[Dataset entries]
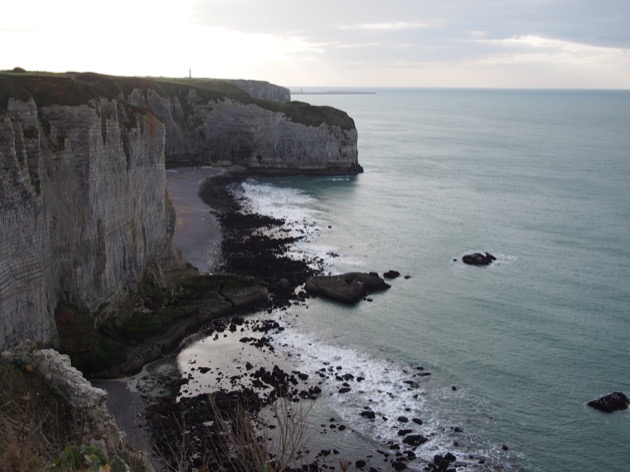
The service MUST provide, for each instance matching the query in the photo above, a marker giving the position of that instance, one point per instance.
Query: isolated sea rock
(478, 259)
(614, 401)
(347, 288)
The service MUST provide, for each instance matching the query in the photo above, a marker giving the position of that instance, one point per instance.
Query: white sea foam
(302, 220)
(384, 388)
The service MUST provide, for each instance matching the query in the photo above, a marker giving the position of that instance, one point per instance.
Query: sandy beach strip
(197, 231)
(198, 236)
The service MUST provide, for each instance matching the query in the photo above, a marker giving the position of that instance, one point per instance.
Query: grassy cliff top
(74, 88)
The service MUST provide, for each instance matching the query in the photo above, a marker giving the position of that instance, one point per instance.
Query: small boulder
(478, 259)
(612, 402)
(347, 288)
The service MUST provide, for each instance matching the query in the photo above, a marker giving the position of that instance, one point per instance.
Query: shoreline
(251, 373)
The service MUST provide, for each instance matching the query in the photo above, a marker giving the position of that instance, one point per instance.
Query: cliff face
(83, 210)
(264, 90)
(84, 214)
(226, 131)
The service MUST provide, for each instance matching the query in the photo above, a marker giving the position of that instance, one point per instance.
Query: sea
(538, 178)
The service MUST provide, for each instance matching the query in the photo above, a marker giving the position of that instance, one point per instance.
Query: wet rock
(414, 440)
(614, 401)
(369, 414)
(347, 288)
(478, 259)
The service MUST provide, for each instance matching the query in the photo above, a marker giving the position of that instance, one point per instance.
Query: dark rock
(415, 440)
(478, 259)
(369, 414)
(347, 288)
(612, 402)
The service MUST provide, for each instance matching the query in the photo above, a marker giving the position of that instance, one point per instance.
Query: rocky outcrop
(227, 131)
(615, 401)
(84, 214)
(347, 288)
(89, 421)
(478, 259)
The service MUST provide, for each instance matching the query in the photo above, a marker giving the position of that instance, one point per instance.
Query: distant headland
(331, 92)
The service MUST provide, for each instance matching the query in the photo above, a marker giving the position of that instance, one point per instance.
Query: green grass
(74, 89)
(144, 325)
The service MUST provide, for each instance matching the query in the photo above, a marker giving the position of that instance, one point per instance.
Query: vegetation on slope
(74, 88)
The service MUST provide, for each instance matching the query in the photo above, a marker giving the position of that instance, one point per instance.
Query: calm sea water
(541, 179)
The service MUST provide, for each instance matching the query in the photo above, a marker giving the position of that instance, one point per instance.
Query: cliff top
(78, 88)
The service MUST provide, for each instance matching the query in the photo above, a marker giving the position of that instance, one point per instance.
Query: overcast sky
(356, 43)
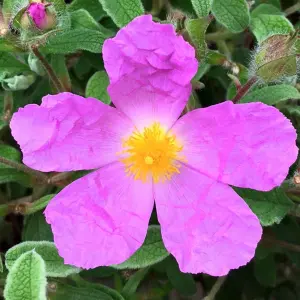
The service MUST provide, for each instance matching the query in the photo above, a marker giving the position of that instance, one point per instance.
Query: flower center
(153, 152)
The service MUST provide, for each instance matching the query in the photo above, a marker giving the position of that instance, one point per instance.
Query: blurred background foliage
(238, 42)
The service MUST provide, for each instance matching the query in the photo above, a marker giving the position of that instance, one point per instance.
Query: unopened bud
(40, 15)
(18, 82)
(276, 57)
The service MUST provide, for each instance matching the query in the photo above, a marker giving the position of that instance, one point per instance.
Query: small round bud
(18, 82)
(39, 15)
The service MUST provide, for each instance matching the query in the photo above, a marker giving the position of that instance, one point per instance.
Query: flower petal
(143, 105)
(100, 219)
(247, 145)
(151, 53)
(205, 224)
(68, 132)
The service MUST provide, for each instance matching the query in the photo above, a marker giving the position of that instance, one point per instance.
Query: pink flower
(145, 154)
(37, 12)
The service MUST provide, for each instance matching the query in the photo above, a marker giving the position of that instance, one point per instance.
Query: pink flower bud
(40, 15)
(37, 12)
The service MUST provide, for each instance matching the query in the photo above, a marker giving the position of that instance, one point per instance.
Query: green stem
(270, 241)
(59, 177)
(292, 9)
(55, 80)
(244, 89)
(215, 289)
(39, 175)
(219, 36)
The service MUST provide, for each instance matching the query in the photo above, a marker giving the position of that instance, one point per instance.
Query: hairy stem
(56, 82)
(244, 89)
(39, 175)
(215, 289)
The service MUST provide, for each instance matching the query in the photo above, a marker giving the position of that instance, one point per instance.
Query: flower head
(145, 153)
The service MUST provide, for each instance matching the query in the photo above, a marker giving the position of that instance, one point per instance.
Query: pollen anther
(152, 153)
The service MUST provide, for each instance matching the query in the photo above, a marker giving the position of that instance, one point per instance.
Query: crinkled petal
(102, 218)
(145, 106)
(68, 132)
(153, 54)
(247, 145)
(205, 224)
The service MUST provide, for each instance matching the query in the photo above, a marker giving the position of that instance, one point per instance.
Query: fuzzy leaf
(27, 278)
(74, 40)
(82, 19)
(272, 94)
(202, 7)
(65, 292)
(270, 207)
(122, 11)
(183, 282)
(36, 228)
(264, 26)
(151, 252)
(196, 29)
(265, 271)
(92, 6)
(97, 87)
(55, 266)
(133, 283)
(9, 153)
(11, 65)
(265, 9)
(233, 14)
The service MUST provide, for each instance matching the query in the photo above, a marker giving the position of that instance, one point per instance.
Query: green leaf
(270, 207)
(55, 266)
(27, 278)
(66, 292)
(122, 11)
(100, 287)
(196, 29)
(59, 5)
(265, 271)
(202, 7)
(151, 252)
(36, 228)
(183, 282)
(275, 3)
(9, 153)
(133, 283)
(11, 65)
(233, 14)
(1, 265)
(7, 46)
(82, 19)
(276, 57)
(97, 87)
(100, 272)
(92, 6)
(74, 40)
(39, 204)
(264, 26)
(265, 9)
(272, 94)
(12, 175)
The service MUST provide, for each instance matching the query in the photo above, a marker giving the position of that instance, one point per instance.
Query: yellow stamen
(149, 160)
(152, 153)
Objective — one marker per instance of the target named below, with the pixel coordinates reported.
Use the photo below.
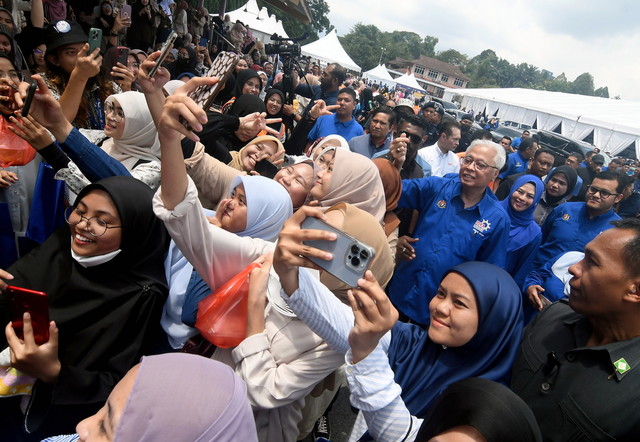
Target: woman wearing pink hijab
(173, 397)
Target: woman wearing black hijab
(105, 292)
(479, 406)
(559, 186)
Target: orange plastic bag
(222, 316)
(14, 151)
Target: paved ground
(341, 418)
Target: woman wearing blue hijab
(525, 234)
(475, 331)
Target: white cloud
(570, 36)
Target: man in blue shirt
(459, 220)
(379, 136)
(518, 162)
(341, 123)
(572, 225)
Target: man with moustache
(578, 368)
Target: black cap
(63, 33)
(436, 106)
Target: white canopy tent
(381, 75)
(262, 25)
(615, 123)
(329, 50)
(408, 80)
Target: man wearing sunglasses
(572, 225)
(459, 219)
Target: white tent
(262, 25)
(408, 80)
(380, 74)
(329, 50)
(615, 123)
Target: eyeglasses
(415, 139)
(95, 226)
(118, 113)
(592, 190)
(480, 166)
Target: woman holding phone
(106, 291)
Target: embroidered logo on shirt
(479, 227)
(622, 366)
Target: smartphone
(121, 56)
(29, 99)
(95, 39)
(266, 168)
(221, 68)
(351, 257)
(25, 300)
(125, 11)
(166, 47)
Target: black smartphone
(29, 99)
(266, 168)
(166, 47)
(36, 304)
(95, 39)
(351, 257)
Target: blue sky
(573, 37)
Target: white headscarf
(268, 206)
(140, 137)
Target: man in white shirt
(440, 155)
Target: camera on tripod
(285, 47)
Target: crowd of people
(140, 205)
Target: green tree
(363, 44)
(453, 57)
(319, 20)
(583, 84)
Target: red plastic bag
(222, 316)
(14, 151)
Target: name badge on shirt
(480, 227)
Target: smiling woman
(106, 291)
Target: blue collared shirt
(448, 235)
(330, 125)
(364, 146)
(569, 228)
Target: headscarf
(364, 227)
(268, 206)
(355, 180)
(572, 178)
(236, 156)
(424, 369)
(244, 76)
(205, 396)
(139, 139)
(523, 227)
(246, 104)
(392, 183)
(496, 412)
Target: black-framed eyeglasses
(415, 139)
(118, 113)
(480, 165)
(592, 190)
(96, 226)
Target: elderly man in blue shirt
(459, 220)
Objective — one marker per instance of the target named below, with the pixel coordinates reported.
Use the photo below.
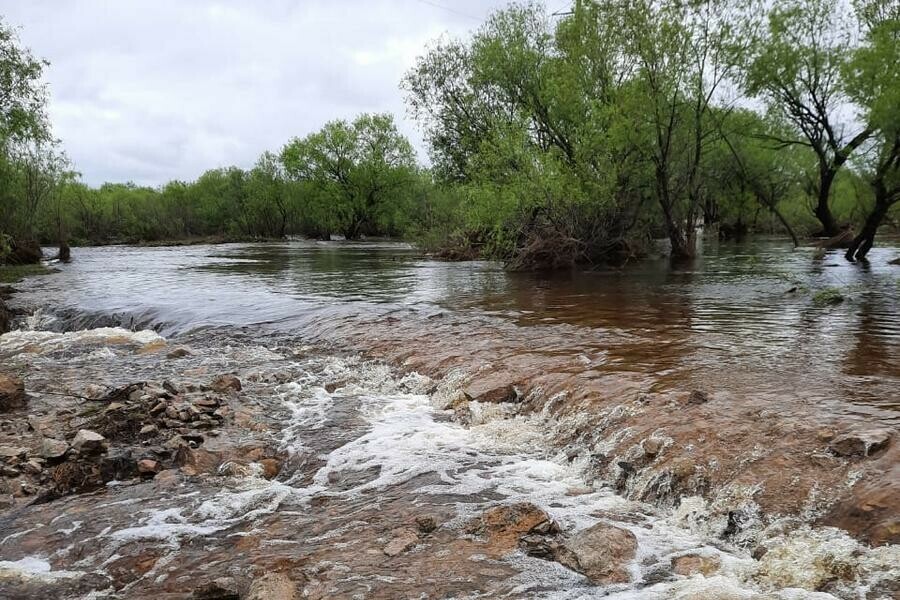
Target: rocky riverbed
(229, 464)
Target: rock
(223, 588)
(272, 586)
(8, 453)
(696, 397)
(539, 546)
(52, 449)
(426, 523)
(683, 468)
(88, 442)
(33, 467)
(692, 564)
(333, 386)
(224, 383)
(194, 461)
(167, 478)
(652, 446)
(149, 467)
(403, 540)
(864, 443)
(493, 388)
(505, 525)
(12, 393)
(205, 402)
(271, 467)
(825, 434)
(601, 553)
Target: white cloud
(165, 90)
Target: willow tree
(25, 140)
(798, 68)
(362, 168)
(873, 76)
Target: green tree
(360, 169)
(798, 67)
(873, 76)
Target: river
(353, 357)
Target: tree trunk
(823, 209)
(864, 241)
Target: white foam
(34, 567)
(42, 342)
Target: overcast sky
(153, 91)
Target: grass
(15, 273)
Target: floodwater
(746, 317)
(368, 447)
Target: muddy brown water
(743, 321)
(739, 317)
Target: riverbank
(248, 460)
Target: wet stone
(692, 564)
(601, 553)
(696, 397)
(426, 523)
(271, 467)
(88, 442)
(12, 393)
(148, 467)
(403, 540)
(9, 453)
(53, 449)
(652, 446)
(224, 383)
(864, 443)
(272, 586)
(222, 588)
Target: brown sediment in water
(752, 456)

WORK INSTRUCTIONS |
The answer must be the line containing "Target: willow tree" and every line after it to the end of the data, each set down exactly.

WRITTEN SOLUTION |
Target: willow tree
(25, 140)
(798, 68)
(362, 168)
(873, 76)
Target: green tree
(360, 169)
(798, 67)
(873, 76)
Target: river
(353, 357)
Target: tree trunk
(823, 209)
(864, 241)
Target: white foam
(34, 567)
(42, 342)
Target: overcast sky
(153, 91)
Target: grass
(15, 273)
Target: floodwater
(746, 317)
(368, 447)
Target: muddy brown water
(743, 321)
(739, 317)
Target: riverbank
(248, 460)
Target: wet stone
(692, 564)
(601, 553)
(696, 397)
(426, 523)
(271, 467)
(88, 442)
(12, 393)
(148, 467)
(403, 540)
(9, 453)
(53, 449)
(652, 446)
(224, 383)
(864, 443)
(272, 586)
(222, 588)
Target: brown sediment in water
(752, 456)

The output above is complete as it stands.